>>
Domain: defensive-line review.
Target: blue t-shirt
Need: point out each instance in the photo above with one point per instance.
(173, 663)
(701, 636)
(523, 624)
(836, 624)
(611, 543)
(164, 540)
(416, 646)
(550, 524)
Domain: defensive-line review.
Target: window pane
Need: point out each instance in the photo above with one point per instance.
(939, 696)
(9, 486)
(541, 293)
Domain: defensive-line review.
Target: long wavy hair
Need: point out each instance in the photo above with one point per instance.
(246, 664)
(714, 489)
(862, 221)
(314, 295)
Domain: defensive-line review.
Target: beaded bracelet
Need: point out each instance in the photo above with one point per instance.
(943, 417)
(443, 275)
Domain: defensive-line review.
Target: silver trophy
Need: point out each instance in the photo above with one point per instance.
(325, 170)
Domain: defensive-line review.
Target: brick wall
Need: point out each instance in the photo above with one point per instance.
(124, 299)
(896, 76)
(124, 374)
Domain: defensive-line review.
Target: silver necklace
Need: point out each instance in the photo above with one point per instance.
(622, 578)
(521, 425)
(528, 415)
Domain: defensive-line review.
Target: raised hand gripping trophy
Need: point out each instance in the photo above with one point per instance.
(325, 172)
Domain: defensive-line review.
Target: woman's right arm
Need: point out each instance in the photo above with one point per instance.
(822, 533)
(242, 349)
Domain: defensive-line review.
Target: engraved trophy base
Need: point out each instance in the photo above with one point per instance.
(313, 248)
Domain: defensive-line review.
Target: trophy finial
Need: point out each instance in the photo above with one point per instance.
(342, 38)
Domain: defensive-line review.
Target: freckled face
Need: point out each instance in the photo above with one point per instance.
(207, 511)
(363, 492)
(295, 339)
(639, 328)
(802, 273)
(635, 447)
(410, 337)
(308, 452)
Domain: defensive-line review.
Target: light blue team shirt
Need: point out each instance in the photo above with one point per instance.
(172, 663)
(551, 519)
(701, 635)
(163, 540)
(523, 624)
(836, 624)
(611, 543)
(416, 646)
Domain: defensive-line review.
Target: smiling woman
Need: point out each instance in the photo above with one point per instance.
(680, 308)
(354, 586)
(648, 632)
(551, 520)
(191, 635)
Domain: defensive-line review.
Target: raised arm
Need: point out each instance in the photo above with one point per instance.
<<
>>
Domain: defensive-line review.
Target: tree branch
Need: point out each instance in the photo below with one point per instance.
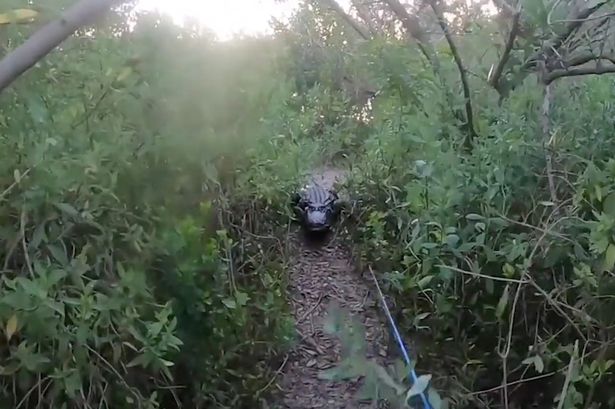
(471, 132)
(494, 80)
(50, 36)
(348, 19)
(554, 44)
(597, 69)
<<
>>
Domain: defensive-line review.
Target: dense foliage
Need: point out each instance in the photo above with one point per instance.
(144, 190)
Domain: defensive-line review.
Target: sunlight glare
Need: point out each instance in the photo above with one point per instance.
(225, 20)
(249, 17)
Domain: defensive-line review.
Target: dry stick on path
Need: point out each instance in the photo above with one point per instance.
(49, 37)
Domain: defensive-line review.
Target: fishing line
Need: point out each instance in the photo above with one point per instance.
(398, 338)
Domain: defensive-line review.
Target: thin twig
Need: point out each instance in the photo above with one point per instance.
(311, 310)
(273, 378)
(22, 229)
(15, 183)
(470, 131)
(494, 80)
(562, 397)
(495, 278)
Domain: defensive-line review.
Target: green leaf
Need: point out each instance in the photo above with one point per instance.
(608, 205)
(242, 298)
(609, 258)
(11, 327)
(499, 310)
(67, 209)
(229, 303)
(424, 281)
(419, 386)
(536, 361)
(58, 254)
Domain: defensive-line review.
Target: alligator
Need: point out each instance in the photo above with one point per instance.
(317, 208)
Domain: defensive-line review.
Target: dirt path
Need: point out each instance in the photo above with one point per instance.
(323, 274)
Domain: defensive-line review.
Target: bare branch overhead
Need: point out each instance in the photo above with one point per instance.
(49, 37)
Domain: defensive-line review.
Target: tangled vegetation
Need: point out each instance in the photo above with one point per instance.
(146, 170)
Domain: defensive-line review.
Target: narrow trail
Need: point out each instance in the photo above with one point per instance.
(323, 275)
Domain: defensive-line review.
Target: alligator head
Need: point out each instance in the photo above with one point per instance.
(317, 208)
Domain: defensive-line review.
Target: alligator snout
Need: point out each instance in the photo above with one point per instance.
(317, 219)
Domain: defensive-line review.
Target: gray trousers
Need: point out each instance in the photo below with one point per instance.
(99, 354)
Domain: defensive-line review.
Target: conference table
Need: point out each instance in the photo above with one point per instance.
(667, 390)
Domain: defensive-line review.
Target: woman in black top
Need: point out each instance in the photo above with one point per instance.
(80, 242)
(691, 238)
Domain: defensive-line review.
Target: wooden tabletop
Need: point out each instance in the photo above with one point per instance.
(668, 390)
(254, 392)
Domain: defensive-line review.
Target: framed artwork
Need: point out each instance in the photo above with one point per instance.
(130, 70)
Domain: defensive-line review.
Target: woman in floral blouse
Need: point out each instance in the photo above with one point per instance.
<<
#### [Task statement]
Show each line of the data above that contains the word "path".

#### [Right answer]
Target: dry stick on path
Target: dirt path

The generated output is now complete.